— Begin Records for this task —
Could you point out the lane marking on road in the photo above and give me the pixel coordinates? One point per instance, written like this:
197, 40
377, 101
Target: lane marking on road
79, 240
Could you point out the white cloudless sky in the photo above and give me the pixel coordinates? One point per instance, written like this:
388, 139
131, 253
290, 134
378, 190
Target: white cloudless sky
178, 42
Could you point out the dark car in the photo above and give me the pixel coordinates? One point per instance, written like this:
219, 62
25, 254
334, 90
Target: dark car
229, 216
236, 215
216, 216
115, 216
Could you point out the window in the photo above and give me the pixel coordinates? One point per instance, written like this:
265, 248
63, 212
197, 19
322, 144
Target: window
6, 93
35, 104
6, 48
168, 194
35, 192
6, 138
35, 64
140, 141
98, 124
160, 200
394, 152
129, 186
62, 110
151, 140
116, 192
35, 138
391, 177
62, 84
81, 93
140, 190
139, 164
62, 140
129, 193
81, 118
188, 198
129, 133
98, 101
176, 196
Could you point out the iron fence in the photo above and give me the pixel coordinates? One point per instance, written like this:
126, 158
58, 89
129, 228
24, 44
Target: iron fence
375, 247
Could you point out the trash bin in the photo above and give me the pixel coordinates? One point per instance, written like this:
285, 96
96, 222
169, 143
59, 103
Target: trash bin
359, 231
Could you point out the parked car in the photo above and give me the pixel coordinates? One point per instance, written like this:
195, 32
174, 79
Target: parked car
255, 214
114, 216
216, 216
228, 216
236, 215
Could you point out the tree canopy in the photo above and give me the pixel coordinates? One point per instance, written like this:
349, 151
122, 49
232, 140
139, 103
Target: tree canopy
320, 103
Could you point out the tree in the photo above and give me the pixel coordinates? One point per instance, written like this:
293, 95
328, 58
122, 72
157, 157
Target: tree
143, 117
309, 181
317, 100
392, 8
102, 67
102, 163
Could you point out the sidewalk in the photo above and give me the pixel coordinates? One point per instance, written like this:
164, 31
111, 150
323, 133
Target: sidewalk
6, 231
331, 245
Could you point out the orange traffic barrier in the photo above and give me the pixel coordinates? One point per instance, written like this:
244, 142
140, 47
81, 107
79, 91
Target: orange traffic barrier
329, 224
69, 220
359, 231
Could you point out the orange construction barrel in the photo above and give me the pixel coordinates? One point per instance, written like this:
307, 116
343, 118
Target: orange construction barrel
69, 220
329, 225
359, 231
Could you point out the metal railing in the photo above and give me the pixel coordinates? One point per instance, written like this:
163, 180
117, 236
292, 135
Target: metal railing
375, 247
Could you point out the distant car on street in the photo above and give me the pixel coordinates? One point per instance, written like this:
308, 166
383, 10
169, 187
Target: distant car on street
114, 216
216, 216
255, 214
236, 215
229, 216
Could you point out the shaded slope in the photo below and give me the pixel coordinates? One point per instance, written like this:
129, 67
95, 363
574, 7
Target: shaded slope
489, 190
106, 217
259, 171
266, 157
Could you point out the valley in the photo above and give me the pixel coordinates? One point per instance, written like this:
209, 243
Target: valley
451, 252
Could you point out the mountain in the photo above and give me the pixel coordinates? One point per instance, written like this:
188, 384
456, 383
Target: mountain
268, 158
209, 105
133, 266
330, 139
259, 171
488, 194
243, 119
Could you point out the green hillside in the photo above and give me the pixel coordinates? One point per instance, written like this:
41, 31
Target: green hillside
— End Records for this task —
- _Written exercise_
Each line of the material must be restated exactly.

- _Final result_
Could you point out the lane marking on road in the photo above and give me the pixel coordinates? One point per instance, written like this:
197, 40
377, 101
Target: lane marking on road
79, 240
Could you point out the white cloudless sky in the photo above and give me the pixel coordinates? One point per instance, written like this:
388, 139
131, 253
290, 134
378, 190
Target: white cloudless sky
178, 42
Could you point out the dark car in the photo above and give me the pixel coordinates? One point per instance, written like this:
219, 62
25, 254
334, 90
Target: dark car
229, 216
236, 215
216, 216
115, 216
Could you point out the window in the photo above and give me the pixel coordinates? One point per instance, written like this:
265, 248
63, 212
197, 19
322, 144
Target: window
6, 93
35, 104
6, 48
168, 194
35, 192
6, 138
35, 64
140, 141
98, 124
160, 200
394, 152
129, 186
62, 110
151, 140
116, 192
35, 138
391, 177
62, 84
81, 93
140, 190
139, 164
62, 140
129, 193
81, 118
188, 198
129, 133
98, 101
176, 196
Could you point out the iron fence in the photo above and give me the pixel coordinates? One point per instance, written like this:
126, 158
58, 89
129, 228
24, 44
Target: iron fence
375, 247
Could you point out the trash bin in the photo above and give me the pixel coordinates? One point per instance, written like this:
285, 96
96, 222
169, 143
59, 103
Target: trash bin
359, 231
Could you point out the parked car in the photo above and give me the pixel coordinates? One point per instance, written like this:
195, 32
174, 79
Target: parked car
255, 214
114, 216
216, 216
228, 216
236, 215
Could you point out the tree canopy in the photo above and give me the pixel coordinates? One point per instance, written like this:
349, 151
122, 49
232, 140
139, 103
Target: tree canopy
320, 103
Could you point out the tree in the photo above and give me the pixel coordinates? One point per instance, written like this:
293, 95
328, 58
122, 72
157, 157
Target: tree
143, 117
309, 181
317, 100
392, 8
102, 67
102, 163
Could you point out the sidewalk in the photo above and give me the pixel coordinates? One point per instance, written like this:
164, 31
111, 150
323, 133
Target: sidewalk
6, 231
331, 245
Could you point out the orange traffic barrier in the photo above and give me the pixel coordinates? One point per instance, written like this:
244, 142
140, 47
81, 107
79, 91
Target: orange traffic barrier
329, 224
69, 220
359, 231
Could you point out the orange construction barrel in the photo above and give me the pixel coordinates? One point per instance, written like this:
307, 116
343, 118
Target: orange construction barrel
69, 220
329, 225
359, 231
Could you point out the metal railing in the photo above and give me the pixel coordinates? One point per instance, written like this:
163, 180
117, 236
292, 135
Target: metal railing
375, 247
Could you point out the distant car on street in the photo above and give me the pixel coordinates? One point per instance, written like this:
308, 166
383, 10
169, 187
Target: distant car on street
114, 216
216, 216
255, 214
236, 215
229, 216
Could you point out the shaded slope in the photo below and give me the pixel coordinates? One point per instance, written like this:
129, 67
95, 363
574, 7
Target: shaded slope
489, 190
106, 217
259, 171
266, 157
Could you point out the valley in the photo above and give me the pixel coordinates? One point per instance, written like this:
209, 243
Target: valley
451, 252
Could you point out the mountain in the photo above and give me the pixel coordinates? One point per instance, written like this:
188, 384
456, 383
Target: mountain
268, 158
209, 105
133, 266
330, 139
259, 171
488, 194
243, 119
Could you point out the green hillside in the photo above and give me the pixel coordinates? One point per instance, written like this:
41, 31
Target: green hillside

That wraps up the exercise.